Provided passage:
-- Opening Marker --

Nearly every child in every country globally experiences at least one rotavirus infection in early childhood. However, in India, children are more likely to get this infection multiple times as well as more likely to die from it.

A rotavirus vaccine is available. This vaccine is highly effective and has prevented approximately 50% of severe rotavirus diarrhea cases in India. Scientists in India produce vaccines for this disease which are special for India only.

===HPV===
As of 2019 the Indian government is scaling up efforts to promote the HPV vaccine for girls to prevent cervical cancer. This effort began in 2008 with the introduction of one sort of vaccine and in 2018 the government began providing a newer version of the vaccine.

===Respiratory syncytial virus===
Cases of respiratory syncytial virus (RSV) in India mainly occur in North India in the winter. This virus causes lower respiratory tract infection.

==Safety==
India, like many other countries, uses the World Health Organization system for reporting and classifying "Adverse Events following Immunization". The government agency which manages this program is responsible for both increasing safety and giving an explanation if a problem occurs. Between 2012 and 2016, the system identified about 1,000 "adverse event" cases. Researchers responded by examining these cases to improve safety.

==History==
In 1802 a 3-year-old girl in Mumbai received a smallpox vaccine, making her the first person to take a vaccine in India. The British government claimed success and began to block use of the previous technology variolation to only recommend vaccination instead. In hindsight, the situation was complicated because vaccines were the long-term solution but way that the British Raj introduced them was disruptive to how people accessed traditional health services, and to government operations, and in religion.

==Society and culture==
The pharmaceutical industry in India is strong and has a reputation for producing good vaccines for sale and export. Typically when a country makes vaccines, that means that local people have good access to them. For various reasons, India has both a strong vaccine manufacturing sector and also people in India, especially children, have higher rates of missing vaccines than in comparable countries.

Various commentators have given different reasons for why India has less vaccination. One historic reason is that India has contributed intensely to encouraging vaccines for smallpox and polio at the expense of being able to promote other vaccines. Another explanation could be that the Indian government underspends on vaccines in general. Somehow India's population does not demand vaccines, which could be a result of lack of public health education. India also has pseudoscience activists promoting vaccine hesitancy.

-- Closing Marker --

Work task A: Summarize the passage on vaccination in India in two sentences.
Work task B: According to the passage on vaccination in India, in what year did a 3-year-old girl in Mumbai become the first person in India to receive a vaccine?
Work task C: Return the portion of the passage on vaccination in India between "A rotavirus vaccine" and "for India only.", inclusive.
The material after this passage comes from a separate data source.

[Records from a data source]

-- Opening Marker --

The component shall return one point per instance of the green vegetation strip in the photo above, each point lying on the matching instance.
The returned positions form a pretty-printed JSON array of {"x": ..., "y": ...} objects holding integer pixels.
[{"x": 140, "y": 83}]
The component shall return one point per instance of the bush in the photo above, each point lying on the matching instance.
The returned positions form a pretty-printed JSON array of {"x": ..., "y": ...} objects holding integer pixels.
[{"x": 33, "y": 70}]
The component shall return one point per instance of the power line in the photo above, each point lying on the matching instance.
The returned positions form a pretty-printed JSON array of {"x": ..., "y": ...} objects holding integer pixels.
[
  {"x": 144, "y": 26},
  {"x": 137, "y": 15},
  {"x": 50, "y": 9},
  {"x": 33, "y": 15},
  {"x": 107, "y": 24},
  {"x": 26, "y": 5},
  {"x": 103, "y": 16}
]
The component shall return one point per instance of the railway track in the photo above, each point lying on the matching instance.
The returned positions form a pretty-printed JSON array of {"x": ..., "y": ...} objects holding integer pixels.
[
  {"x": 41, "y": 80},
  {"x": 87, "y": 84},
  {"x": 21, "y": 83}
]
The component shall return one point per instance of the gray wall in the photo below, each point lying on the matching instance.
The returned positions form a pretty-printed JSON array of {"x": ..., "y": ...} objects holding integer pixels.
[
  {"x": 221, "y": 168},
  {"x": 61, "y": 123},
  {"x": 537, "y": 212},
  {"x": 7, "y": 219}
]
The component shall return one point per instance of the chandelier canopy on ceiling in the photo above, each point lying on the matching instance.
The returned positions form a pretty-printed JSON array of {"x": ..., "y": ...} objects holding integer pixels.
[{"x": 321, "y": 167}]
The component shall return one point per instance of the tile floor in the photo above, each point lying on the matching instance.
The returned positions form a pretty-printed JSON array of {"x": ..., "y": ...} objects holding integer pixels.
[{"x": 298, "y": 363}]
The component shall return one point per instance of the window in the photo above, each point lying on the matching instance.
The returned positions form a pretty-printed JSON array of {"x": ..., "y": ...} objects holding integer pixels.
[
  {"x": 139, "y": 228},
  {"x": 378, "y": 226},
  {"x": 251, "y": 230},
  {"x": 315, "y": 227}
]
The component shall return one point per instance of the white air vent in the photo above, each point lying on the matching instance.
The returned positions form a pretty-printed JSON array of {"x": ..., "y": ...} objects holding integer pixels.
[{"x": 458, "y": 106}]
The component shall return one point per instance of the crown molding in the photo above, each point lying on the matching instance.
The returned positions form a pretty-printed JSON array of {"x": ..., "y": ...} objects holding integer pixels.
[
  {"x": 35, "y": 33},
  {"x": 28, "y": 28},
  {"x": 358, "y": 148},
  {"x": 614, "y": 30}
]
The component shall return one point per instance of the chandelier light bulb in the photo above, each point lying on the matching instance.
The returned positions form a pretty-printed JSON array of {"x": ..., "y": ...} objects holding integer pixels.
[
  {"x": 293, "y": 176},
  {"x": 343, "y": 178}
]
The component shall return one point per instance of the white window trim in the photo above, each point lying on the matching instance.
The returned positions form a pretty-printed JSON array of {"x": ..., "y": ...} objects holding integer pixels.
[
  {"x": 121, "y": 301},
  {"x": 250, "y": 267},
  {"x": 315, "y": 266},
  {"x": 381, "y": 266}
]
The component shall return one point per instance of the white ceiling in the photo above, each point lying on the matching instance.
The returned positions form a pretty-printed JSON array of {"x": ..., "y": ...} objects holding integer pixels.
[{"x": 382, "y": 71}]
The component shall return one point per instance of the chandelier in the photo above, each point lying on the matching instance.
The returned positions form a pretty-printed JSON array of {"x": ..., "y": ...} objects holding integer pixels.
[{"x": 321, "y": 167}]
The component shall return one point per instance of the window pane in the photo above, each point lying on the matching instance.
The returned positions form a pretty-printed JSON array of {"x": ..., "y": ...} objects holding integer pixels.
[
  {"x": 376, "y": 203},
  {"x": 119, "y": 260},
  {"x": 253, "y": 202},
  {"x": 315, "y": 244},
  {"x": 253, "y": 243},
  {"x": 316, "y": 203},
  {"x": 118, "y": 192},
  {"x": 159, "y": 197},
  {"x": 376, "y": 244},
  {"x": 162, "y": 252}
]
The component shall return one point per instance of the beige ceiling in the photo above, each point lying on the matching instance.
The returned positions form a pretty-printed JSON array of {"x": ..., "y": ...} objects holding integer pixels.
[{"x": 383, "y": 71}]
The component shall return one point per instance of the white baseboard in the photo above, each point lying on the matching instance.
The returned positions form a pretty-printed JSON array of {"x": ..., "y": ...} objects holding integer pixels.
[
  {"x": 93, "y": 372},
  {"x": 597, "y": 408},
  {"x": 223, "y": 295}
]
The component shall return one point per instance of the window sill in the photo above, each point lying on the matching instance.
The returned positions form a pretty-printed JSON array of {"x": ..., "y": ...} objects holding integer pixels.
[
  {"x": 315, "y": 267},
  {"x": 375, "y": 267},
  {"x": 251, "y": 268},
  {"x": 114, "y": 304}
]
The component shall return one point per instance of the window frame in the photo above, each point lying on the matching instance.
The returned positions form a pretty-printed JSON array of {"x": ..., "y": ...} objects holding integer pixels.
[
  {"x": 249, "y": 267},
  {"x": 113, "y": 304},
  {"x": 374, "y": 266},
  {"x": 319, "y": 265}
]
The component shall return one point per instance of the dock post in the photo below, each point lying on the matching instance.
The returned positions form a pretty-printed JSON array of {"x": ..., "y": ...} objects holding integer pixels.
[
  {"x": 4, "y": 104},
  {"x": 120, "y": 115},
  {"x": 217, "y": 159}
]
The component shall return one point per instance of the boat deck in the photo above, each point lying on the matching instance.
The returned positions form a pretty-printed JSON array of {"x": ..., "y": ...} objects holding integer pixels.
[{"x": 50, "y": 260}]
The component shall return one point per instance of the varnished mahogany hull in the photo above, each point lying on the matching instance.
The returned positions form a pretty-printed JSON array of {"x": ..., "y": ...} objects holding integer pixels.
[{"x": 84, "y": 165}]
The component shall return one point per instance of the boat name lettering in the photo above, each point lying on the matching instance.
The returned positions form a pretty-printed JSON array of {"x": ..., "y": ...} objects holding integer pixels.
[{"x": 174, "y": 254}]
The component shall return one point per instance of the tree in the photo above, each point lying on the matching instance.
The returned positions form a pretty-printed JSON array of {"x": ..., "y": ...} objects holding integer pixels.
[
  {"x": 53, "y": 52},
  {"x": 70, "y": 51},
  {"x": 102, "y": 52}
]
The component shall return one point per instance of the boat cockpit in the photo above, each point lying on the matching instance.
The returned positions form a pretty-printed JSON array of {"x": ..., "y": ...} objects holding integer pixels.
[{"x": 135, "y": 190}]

-- Closing Marker --

Final answer A: Children in India are more likely than elsewhere to get rotavirus multiple times and to die from it, and the country promotes vaccines against rotavirus and HPV while using the World Health Organization system to report adverse events following immunization. Although India's pharmaceutical industry is known for producing good vaccines, children there miss vaccines at higher rates than in comparable countries, and commentators offer various reasons for this.

Final answer B: She received a smallpox vaccine in 1802.

Final answer C:
A rotavirus vaccine is available. This vaccine is highly effective and has prevented approximately 50% of severe rotavirus diarrhea cases in India. Scientists in India produce vaccines for this disease which are special for India only.